--- PROVIDED INFORMATION ---

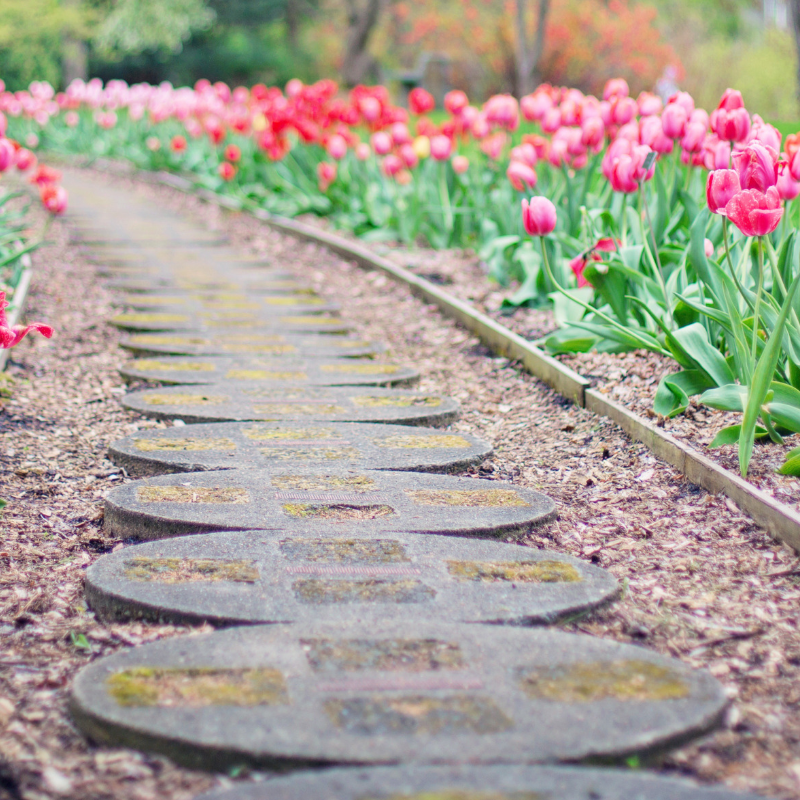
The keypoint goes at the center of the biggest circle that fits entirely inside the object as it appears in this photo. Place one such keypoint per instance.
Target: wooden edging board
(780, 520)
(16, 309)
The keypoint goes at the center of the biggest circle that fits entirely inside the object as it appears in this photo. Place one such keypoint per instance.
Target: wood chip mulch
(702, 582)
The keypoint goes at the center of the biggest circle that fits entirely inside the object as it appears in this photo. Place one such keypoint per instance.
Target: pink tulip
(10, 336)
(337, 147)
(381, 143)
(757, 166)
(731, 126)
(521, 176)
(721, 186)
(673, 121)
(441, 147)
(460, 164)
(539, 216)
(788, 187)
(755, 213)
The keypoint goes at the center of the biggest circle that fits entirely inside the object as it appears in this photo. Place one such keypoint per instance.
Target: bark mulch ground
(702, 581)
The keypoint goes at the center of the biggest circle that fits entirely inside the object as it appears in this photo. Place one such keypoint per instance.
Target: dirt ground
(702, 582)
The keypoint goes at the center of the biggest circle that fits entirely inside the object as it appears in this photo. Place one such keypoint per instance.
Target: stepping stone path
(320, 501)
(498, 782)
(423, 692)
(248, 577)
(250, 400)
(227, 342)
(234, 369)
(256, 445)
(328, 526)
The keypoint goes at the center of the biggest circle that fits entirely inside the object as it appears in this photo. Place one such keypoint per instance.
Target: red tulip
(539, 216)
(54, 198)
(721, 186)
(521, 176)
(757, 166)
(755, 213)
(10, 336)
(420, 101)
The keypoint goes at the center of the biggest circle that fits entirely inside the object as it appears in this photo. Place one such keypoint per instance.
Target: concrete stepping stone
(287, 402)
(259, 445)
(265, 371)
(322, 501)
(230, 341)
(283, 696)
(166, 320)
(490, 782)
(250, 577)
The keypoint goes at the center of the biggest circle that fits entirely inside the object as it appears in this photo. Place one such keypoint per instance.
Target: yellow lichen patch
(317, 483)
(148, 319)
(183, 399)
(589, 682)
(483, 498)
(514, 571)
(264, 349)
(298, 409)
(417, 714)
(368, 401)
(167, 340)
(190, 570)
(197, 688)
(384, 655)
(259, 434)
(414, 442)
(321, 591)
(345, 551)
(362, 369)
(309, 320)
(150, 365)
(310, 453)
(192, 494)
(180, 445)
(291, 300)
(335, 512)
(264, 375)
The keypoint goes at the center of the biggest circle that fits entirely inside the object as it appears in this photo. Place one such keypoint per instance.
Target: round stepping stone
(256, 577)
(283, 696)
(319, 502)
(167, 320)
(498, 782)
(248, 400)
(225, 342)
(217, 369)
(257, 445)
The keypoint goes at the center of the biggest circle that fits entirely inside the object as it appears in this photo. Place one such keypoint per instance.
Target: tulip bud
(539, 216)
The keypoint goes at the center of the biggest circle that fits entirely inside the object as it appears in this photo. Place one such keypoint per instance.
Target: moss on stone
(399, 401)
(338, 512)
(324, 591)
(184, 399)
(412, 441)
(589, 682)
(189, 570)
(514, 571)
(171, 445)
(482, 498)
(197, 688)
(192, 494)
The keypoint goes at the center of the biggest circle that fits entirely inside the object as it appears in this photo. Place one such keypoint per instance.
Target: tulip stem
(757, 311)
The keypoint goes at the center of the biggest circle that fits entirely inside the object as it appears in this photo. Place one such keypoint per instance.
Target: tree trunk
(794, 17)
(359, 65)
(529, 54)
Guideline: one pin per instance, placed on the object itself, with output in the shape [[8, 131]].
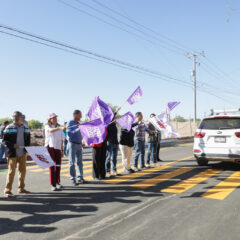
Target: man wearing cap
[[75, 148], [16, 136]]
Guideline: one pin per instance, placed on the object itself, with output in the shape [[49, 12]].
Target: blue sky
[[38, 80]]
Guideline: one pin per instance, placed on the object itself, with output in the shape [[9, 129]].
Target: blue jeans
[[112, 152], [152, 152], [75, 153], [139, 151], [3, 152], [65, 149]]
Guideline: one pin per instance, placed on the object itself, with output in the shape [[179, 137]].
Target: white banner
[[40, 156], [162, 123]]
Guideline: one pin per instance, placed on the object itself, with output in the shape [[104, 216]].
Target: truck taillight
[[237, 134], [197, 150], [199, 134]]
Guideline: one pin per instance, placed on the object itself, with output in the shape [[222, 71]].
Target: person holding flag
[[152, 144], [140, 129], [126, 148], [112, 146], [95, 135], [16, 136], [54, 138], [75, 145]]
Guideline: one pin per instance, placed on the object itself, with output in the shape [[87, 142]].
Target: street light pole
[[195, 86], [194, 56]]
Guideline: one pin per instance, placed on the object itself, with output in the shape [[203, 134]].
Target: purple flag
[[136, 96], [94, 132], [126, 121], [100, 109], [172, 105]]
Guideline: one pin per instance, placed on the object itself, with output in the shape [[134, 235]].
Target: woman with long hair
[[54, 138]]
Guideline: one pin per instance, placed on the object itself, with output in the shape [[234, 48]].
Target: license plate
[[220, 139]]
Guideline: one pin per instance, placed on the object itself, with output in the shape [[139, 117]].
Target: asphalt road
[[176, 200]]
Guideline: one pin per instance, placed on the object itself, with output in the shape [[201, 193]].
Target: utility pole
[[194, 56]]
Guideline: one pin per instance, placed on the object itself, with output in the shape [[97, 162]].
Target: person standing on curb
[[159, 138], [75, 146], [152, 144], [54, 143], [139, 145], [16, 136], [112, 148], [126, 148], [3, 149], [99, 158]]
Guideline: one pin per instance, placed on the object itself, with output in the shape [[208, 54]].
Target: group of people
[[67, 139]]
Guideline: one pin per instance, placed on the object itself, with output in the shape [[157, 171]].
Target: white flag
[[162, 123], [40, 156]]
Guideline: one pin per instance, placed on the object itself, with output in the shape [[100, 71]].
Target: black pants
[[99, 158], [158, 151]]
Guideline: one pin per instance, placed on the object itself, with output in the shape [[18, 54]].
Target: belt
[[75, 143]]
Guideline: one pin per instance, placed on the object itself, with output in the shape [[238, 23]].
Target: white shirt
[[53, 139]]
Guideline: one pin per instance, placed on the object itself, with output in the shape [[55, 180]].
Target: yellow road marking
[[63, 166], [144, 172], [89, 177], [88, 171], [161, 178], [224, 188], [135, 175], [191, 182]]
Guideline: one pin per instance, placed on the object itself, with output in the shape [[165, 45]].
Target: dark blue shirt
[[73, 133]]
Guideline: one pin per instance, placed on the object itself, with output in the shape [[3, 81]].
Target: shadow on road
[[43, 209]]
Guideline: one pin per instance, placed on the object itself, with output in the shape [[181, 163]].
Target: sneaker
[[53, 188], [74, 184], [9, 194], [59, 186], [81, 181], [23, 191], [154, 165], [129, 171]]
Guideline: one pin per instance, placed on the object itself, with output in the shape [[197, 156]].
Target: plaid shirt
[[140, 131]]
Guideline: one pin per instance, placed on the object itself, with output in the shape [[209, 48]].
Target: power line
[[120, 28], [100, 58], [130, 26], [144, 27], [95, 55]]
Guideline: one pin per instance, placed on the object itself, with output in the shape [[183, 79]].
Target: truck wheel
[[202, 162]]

---
--- PROVIDED INFORMATION ---

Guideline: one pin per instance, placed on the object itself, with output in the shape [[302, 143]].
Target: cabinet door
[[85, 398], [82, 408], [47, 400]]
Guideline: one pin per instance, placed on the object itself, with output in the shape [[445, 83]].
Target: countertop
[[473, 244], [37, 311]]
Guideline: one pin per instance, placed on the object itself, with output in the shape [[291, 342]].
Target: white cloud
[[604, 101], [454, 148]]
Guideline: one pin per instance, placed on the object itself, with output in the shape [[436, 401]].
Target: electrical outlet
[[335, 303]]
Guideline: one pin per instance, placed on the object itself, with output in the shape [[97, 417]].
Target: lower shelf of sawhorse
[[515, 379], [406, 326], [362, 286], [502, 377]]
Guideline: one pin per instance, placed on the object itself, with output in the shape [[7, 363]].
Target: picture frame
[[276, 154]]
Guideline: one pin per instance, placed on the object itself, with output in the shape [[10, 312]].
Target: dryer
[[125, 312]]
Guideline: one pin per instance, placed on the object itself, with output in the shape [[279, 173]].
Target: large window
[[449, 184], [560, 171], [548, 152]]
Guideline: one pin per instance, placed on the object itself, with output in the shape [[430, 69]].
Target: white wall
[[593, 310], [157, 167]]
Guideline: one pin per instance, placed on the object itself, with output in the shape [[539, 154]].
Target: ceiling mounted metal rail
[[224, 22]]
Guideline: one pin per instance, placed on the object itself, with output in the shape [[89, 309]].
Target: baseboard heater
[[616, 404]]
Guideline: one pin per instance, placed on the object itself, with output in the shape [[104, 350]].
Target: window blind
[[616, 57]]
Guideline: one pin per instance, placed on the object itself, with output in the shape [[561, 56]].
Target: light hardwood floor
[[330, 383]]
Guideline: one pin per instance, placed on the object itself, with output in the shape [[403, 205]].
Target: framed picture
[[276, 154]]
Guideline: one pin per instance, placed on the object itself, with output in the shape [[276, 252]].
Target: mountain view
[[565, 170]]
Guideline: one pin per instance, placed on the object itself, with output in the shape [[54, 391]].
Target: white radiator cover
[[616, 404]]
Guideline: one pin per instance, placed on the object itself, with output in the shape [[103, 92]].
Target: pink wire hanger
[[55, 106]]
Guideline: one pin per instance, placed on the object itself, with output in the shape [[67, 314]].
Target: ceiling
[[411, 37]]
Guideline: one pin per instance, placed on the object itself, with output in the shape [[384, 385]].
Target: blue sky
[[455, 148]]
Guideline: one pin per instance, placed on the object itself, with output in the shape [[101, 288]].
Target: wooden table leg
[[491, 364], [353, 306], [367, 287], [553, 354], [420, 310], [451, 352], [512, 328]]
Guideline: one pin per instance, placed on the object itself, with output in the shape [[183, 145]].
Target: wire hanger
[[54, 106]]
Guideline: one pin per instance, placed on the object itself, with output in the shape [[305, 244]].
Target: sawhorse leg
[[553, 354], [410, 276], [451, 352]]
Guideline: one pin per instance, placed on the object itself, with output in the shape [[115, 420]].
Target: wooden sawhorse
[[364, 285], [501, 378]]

---
--- PROVIDED INFORMATION ---

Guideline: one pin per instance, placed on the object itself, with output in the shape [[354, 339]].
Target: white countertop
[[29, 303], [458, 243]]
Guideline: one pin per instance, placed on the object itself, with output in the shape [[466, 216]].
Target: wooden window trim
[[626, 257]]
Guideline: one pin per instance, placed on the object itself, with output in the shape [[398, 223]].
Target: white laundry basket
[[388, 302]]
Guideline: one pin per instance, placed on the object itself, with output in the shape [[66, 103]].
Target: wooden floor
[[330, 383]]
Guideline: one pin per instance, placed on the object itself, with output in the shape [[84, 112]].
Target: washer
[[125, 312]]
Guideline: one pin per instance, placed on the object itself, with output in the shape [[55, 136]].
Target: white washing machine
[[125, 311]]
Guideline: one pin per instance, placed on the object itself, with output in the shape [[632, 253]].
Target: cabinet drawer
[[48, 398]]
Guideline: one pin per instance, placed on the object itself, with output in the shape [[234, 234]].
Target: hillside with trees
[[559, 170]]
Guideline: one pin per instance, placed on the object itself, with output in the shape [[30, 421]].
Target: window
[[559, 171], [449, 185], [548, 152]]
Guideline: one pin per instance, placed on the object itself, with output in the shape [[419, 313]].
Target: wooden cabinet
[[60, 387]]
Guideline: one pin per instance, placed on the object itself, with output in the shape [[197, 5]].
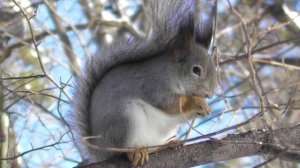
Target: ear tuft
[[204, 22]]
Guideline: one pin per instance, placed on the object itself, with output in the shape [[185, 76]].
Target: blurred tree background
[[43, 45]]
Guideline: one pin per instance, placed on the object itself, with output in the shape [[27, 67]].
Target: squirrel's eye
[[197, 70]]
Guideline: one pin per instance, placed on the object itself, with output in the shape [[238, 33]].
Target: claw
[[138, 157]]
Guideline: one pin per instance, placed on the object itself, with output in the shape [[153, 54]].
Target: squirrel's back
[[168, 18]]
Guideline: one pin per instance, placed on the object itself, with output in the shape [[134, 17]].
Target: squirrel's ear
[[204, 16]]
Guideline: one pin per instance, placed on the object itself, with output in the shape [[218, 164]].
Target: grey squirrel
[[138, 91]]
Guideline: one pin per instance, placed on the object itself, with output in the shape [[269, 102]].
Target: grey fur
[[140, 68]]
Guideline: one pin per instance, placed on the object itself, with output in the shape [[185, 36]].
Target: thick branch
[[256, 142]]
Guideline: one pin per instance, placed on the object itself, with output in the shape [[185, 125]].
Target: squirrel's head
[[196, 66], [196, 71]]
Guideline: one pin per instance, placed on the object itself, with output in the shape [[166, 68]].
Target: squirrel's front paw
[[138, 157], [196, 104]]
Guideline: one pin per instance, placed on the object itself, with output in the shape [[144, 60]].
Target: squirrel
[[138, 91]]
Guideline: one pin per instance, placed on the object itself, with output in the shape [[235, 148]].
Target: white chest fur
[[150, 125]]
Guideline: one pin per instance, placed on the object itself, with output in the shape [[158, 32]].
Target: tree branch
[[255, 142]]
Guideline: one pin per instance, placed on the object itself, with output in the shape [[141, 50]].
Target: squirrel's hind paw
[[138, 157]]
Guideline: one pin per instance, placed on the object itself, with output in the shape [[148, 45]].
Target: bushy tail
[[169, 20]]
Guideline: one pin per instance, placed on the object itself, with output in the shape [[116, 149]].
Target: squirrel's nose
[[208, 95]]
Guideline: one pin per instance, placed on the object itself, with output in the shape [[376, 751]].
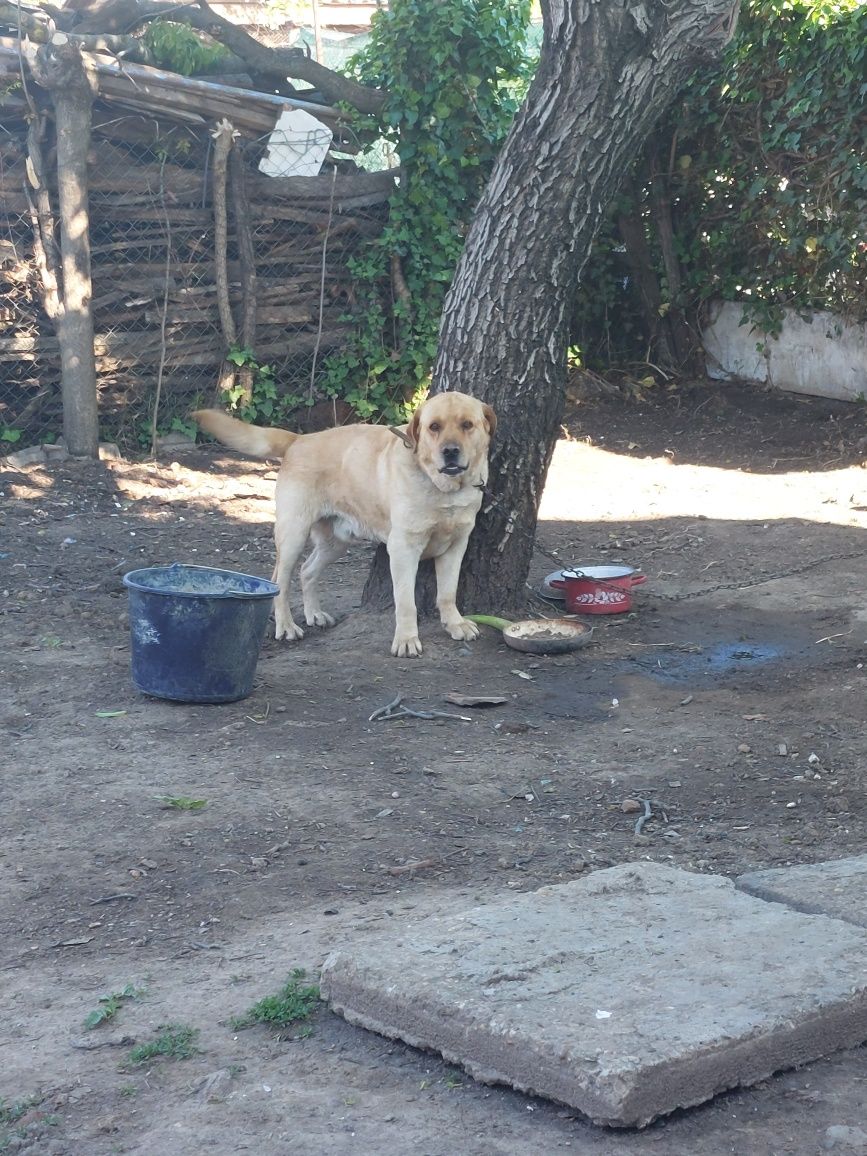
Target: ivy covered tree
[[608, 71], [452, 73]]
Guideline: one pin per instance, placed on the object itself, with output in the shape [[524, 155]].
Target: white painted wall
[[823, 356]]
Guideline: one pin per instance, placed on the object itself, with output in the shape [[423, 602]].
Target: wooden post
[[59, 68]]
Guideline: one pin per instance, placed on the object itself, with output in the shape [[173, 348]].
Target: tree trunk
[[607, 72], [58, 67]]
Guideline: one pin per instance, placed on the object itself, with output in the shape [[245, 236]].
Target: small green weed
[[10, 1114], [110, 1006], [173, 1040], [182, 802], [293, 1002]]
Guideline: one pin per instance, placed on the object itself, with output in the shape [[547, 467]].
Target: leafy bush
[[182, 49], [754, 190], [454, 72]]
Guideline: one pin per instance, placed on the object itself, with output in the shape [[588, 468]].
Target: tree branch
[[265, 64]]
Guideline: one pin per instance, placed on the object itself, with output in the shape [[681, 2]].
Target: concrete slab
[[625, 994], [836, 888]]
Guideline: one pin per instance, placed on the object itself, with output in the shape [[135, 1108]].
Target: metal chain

---

:: WHAT IS EXPECTED ::
If a picture sits between the line containing "Target: washer" and the line containing "shape [[27, 67]].", leave it out, and return the lines of that range above exactly, both ends included.

:: COMPLETED TASK ::
Target: washer
[[125, 312]]
Guideline: one pin per instance, placed on the object itself, with output in the shape [[55, 136]].
Target: white washing machine
[[125, 311]]
Guideline: one pin per instance, placed on the object itself, with output in the shape [[632, 253]].
Target: cabinet drawer
[[48, 398]]
Guideline: one pin per instance, placed on the object itself, with output in the shape [[234, 234]].
Target: hillside with trees
[[559, 170]]
Guideline: one pin per instance, placed on the object itself, with output in the shape [[30, 421]].
Target: window
[[559, 171], [449, 185], [548, 152]]
Guideline: one pin per instance, placed on the object itself, with output in the shape [[419, 313]].
Target: wooden cabinet
[[60, 387]]
Guideline: one pin per instance, placed on the object itself, with output in the shape [[197, 5]].
Target: ear tuft
[[204, 22]]
Guideline: one pin per instance, placed on the object itself, with output in the shape [[185, 76]].
Target: blurred tree background
[[43, 45]]
Guideline: one pin per instance, placed on the object itself, with output in the shape [[27, 67]].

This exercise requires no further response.